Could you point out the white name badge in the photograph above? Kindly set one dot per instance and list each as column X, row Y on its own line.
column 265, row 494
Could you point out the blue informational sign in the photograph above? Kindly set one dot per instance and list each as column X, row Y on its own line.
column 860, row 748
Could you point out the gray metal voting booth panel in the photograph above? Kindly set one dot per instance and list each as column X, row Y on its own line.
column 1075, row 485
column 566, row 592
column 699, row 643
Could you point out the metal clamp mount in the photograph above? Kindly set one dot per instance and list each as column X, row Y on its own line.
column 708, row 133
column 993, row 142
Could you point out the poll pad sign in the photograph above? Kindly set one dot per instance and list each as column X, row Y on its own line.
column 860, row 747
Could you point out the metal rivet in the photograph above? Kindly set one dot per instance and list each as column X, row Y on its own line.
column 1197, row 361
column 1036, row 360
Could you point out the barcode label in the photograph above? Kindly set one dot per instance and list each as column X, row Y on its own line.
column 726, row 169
◆ ◆ ◆ ◆ ◆
• [WRITTEN PROBLEM] Lay out the lines of the records as a JSON list of strings, one string per line and blank lines left out, starting at the line that contains "Could you point out the poll" and running through the end of the records.

• [WRITTEN SOLUTION]
[
  "Could you point out the poll pad sign in the photograph above? Kindly set one dot per instance and list each as column X, row Y on its own line.",
  "column 860, row 747",
  "Could you point out the metal rivet in the photograph above? Kindly set one dot per instance and list each as column X, row Y on its own line.",
  "column 1197, row 361",
  "column 1036, row 360",
  "Could you point out the barcode label in the photograph above? Kindly set one dot per instance and list each as column X, row Y on its own line.",
  "column 726, row 169"
]